## What this task involves
Can you rewrite the entries, from the first one up to and including the line with "<point>572,281</point>", as a Markdown table with columns "Row" and "Text", one numbered row per line, skipping blank lines and leaving out the pictures?

— START —

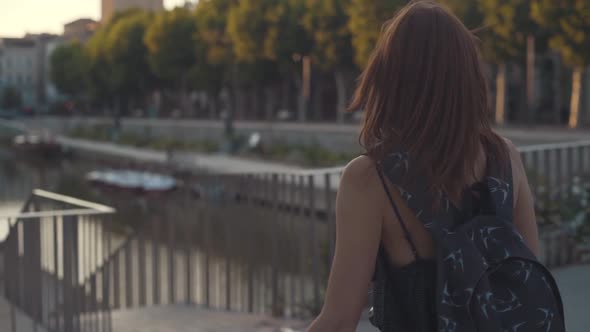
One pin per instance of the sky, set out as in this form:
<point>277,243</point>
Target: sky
<point>18,17</point>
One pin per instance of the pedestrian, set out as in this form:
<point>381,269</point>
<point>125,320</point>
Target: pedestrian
<point>436,218</point>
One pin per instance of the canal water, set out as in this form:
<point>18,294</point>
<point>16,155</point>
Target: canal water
<point>173,249</point>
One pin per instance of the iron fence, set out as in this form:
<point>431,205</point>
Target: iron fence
<point>53,264</point>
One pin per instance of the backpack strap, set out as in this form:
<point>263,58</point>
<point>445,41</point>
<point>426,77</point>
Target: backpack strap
<point>398,215</point>
<point>501,188</point>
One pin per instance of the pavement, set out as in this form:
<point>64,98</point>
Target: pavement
<point>572,281</point>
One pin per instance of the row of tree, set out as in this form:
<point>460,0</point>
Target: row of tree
<point>252,51</point>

— END —

## Exercise answer
| Row | Text |
|---|---|
| 1 | One pin per instance of the sky, set out as in this form: |
| 2 | <point>277,243</point> |
| 3 | Target: sky |
| 4 | <point>18,17</point> |
| 5 | One pin per instance of the pedestrian, set out as in this form: |
| 6 | <point>381,269</point> |
| 7 | <point>125,320</point> |
| 8 | Target: pedestrian |
| 9 | <point>436,218</point> |
| 10 | One pin per instance of the canal water, set out as in this form: |
| 11 | <point>18,294</point> |
| 12 | <point>16,155</point> |
| 13 | Target: canal water |
| 14 | <point>173,249</point> |
| 15 | One pin per instance of the iron fence, set out as in this form: |
| 16 | <point>431,205</point> |
| 17 | Target: iron fence |
| 18 | <point>53,264</point> |
| 19 | One pin per instance of the backpack strap, set out as in this form: |
| 20 | <point>263,58</point> |
| 21 | <point>445,41</point> |
| 22 | <point>426,77</point> |
| 23 | Target: backpack strap |
| 24 | <point>398,215</point> |
| 25 | <point>501,188</point> |
| 26 | One pin per instance of the pavement, set out as in this form: |
| 27 | <point>64,98</point> |
| 28 | Target: pavement |
| 29 | <point>572,281</point> |